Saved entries
* * * * *

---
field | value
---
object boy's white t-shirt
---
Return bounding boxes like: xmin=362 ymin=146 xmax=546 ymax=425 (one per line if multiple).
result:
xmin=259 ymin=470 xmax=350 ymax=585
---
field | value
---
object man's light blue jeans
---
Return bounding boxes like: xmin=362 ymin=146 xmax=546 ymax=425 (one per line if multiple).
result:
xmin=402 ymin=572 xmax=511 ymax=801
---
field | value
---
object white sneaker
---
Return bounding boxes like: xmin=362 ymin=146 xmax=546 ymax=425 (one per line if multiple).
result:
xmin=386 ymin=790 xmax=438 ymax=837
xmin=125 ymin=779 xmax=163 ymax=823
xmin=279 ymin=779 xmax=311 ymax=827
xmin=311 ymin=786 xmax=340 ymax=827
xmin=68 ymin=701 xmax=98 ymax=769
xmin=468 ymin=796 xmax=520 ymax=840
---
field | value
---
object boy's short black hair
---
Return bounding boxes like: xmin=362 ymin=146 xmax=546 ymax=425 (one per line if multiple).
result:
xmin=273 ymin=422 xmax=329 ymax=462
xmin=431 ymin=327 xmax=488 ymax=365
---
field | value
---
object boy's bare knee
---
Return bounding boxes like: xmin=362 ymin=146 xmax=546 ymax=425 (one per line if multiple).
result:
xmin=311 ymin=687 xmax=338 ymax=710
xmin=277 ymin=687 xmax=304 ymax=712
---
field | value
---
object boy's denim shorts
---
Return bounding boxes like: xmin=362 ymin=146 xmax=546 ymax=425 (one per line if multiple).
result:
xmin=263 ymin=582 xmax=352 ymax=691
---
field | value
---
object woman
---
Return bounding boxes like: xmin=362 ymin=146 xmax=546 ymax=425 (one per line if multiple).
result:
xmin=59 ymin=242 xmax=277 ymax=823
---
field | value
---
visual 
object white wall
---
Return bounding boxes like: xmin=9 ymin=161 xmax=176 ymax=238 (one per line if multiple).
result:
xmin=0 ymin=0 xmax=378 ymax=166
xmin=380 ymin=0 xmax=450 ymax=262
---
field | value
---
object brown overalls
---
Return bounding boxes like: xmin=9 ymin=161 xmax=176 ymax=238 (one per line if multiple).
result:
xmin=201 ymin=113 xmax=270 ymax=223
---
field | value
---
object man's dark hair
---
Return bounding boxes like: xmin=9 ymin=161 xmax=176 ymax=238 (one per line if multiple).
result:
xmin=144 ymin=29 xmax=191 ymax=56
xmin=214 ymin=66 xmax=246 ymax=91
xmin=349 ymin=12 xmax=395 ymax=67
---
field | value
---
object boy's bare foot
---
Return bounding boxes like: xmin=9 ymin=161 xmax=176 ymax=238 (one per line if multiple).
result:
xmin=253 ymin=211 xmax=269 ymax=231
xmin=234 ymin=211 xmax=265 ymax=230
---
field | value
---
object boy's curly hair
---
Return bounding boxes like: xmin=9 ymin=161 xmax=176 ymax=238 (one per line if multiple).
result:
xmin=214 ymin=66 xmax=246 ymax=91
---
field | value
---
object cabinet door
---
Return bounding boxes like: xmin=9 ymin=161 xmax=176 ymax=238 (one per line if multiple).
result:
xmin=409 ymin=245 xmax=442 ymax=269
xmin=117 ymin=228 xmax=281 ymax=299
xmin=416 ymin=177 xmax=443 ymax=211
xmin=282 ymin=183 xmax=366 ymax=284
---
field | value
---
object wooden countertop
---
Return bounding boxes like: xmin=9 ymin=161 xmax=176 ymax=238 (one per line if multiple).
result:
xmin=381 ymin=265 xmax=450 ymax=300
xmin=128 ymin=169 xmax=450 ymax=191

* * * * *

→ **WHAT YOU HAVE TO DO**
Present all of the records above as a numbered list, leaving out any blank lines.

→ **REPLY TO THE TASK**
1. ---
2. field | value
3. ---
4. object boy's white t-shirt
5. ---
6. Return bounding boxes like: xmin=362 ymin=146 xmax=546 ymax=425 (one per line if multiple).
7. result:
8. xmin=259 ymin=470 xmax=350 ymax=585
9. ---
10. field | value
11. ---
12. object man's light blue jeans
13. ---
14. Return bounding boxes like: xmin=362 ymin=146 xmax=546 ymax=425 (one per line if multiple).
15. result:
16. xmin=402 ymin=572 xmax=511 ymax=801
17. ---
18. field | value
19. ---
20. object white sneaker
21. ---
22. Return bounding boxes like: xmin=362 ymin=146 xmax=546 ymax=425 (one per line if multiple).
23. result:
24. xmin=386 ymin=790 xmax=438 ymax=837
25. xmin=125 ymin=779 xmax=163 ymax=823
26. xmin=279 ymin=779 xmax=311 ymax=827
27. xmin=311 ymin=786 xmax=340 ymax=827
28. xmin=68 ymin=701 xmax=98 ymax=769
29. xmin=468 ymin=796 xmax=520 ymax=840
30. ---
31. field | value
32. ---
33. object boy's short black hair
34. ---
35. Return bounding boxes like: xmin=362 ymin=146 xmax=546 ymax=425 (one per line if multiple).
36. result:
37. xmin=273 ymin=422 xmax=329 ymax=462
38. xmin=431 ymin=327 xmax=488 ymax=365
39. ---
40. field | value
41. ---
42. object boy's bare knee
43. ---
44. Return bounding boxes like: xmin=362 ymin=146 xmax=546 ymax=425 (one per line if multiple).
45. result:
46. xmin=311 ymin=687 xmax=338 ymax=710
47. xmin=277 ymin=687 xmax=304 ymax=712
48. ---
49. field | value
50. ---
51. object boy's denim shorts
52. ---
53. Return bounding boxes like: xmin=362 ymin=146 xmax=546 ymax=425 (one per line if multiple).
54. result:
55. xmin=263 ymin=582 xmax=352 ymax=691
56. ---
57. field | value
58. ---
59. object woman
60. ---
61. Return bounding boxes like: xmin=362 ymin=146 xmax=546 ymax=425 (one per line if multiple).
62. result:
63. xmin=59 ymin=242 xmax=277 ymax=823
64. ---
65. field | value
66. ---
67. visual 
68. object white wall
69. ---
70. Return bounding boxes like: xmin=9 ymin=161 xmax=176 ymax=238 (one per line if multiple).
71. result:
72. xmin=0 ymin=0 xmax=378 ymax=166
73. xmin=380 ymin=0 xmax=450 ymax=262
74. ---
75. field | value
76. ---
77. object brown overalls
78. ---
79. Return bounding boxes like: xmin=9 ymin=161 xmax=176 ymax=238 (one per line if multiple).
80. result:
81. xmin=201 ymin=113 xmax=270 ymax=223
82. ---
83. field | value
84. ---
85. object man's dark hair
86. ---
87. Return bounding boxes like: xmin=9 ymin=161 xmax=176 ymax=238 (one per line if multiple).
88. result:
89. xmin=144 ymin=29 xmax=191 ymax=56
90. xmin=214 ymin=66 xmax=246 ymax=91
91. xmin=349 ymin=12 xmax=395 ymax=67
92. ---
93. field | value
94. ---
95. object boy's bare foot
96. ---
97. Return bounding boxes like: xmin=9 ymin=161 xmax=176 ymax=238 (one per line if multiple).
98. result:
99. xmin=253 ymin=211 xmax=269 ymax=231
100. xmin=234 ymin=211 xmax=265 ymax=230
101. ---
102. field | value
103. ---
104. object boy's curly hair
105. ---
106. Return bounding boxes like: xmin=9 ymin=161 xmax=176 ymax=238 (one per line if multiple).
107. result:
108. xmin=214 ymin=66 xmax=246 ymax=91
109. ---
110. field | value
111. ---
112. object cabinet door
113. ---
114. Return bounding boxes like: xmin=9 ymin=161 xmax=176 ymax=238 (one per line if multiple).
115. result:
116. xmin=409 ymin=245 xmax=442 ymax=269
117. xmin=117 ymin=228 xmax=281 ymax=299
118. xmin=416 ymin=177 xmax=443 ymax=211
119. xmin=282 ymin=183 xmax=366 ymax=284
120. ---
121. field | value
122. ---
123. object wooden countertop
124. ---
125. Return bounding boxes like: xmin=9 ymin=161 xmax=176 ymax=238 (one per line if multiple).
126. result:
127. xmin=381 ymin=265 xmax=450 ymax=300
128. xmin=128 ymin=169 xmax=450 ymax=191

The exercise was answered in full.